[begin Input]

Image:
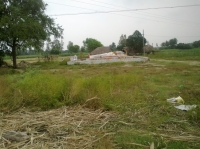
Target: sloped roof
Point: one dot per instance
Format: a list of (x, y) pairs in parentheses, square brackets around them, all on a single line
[(100, 50)]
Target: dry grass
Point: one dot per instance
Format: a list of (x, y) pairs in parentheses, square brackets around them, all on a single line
[(138, 93), (66, 127)]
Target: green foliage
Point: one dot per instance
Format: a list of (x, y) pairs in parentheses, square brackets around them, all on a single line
[(183, 46), (113, 46), (90, 44), (170, 44), (25, 24), (196, 44), (135, 42), (56, 47), (73, 48), (2, 54)]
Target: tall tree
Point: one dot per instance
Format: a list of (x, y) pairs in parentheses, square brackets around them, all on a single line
[(56, 46), (173, 43), (73, 48), (90, 44), (24, 23), (135, 42), (196, 44), (113, 46)]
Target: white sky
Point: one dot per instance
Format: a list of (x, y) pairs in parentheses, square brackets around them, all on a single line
[(159, 25)]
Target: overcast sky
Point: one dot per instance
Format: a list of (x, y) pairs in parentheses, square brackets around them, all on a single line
[(159, 25)]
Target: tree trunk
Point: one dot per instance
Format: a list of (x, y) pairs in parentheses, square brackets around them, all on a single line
[(14, 54)]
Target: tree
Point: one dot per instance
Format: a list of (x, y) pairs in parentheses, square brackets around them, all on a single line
[(90, 44), (173, 43), (82, 49), (113, 46), (2, 54), (122, 42), (183, 46), (73, 48), (56, 46), (23, 23), (196, 44), (135, 42)]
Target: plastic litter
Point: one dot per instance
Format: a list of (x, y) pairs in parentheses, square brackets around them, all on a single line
[(175, 100), (179, 104), (186, 107)]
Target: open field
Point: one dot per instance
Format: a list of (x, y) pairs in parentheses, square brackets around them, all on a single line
[(105, 106)]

[end Input]

-- Task instructions --
Rewrite every row above, swapping each "one dot per instance" for "a single dot for each instance" and keeping everything else the same. Leave the pictures out of your answer.

-- Exercise result --
Image:
Target: sloped roof
Point: a single dot for each instance
Format: a list of (x, y) pairs in parentheses, square brackets around them, all on a single line
[(100, 50)]
Target: dry grass
Point: a single dot for each instance
Format: a list of (x, y) pairs in parentheses, square brackets around them, all on a single line
[(138, 93), (66, 127)]
Target: green foliage
Point: a single dot for each instance
Format: a list of (x, y) pairs in parentheses, square brackets around them, all on a single line
[(183, 46), (113, 46), (90, 44), (170, 44), (25, 24), (196, 44), (135, 42), (56, 47), (73, 48), (2, 54)]
Target: tall tree
Point: a single dot for each instance
Format: a list of (x, y) pairs in parentheses, square brackets around them, all on a single line
[(56, 46), (173, 43), (73, 48), (90, 44), (24, 23), (135, 42), (196, 44), (113, 46)]
Target: white sky
Point: a single dot for each instance
Format: a list of (x, y) pairs in parentheses, square brackets around them, all on a single line
[(159, 25)]
Target: overcast sky
Point: a single dot for each instance
Format: a list of (x, y) pairs in parentheses, square brackets around them, all on a single line
[(159, 25)]
Target: tree trunk
Point: a single dot for each instance
Format: a list of (x, y) pairs in parentheses, square brackets around them, all on a single line
[(14, 54)]
Target: tree
Point: a single dot for each instance
Format: a list of (x, y) pairs in parentheses, square brackets around them, all on a single line
[(90, 44), (173, 43), (82, 49), (113, 46), (2, 54), (122, 42), (183, 46), (73, 48), (56, 46), (23, 23), (196, 44), (135, 42)]
Target: plastic litter
Point: a single dot for each instance
Format: a list of (x, y) pairs in parentheses, square brackets around them, all on a single line
[(175, 100), (179, 104), (186, 107)]
Target: open field
Point: a single dot for each instance
Format: a list of (x, y) pairs in parentheses, square brackets around them, all on a single line
[(105, 106)]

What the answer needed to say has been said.